Work instructions:
Can you recast the listing below as a Markdown table with the columns Row and Line, starting with its first line and going on through the line with "point(174, 35)"? Skip blank lines and leave the pictures out.

Source records:
------------------------------------------------------------

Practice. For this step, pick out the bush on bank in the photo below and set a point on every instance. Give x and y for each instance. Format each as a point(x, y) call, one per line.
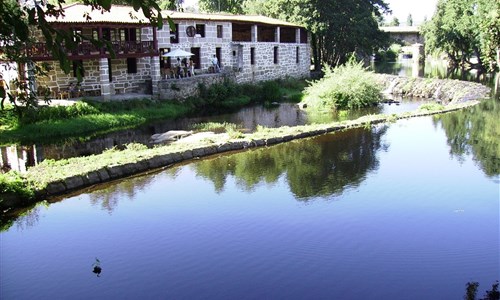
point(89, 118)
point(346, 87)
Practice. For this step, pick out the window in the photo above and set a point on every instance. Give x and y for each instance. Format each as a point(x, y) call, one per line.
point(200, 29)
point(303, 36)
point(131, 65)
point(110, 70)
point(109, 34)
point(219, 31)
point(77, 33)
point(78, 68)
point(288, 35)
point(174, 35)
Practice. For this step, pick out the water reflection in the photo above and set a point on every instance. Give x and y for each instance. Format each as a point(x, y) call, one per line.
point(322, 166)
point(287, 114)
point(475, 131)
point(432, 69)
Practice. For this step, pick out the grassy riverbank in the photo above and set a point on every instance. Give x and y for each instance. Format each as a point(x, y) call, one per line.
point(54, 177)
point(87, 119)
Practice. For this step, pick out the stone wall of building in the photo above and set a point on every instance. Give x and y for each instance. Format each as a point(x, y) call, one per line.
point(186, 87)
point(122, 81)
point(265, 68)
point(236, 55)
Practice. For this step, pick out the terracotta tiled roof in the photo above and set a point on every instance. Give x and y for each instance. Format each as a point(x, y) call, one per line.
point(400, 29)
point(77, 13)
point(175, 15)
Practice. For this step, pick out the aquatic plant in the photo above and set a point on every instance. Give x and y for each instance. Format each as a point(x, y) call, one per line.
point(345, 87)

------------------------------------------------------------

Written solution:
| Row | Line |
|---|---|
| 1 | Practice. For this step, pick out the bush on bank in the photo below and set a point on every instance. Give x and y for each instance. Format each as a point(x, y) call, one per line. |
| 2 | point(89, 118) |
| 3 | point(346, 87) |
| 4 | Practice. For this step, pick out the window in the photo above and set a point on every instance. Give x and y for each instance. Format each as a point(x, y) call, one per line. |
| 5 | point(200, 29) |
| 6 | point(303, 36) |
| 7 | point(131, 65) |
| 8 | point(110, 70) |
| 9 | point(109, 34) |
| 10 | point(219, 31) |
| 11 | point(77, 33) |
| 12 | point(78, 68) |
| 13 | point(288, 35) |
| 14 | point(174, 35) |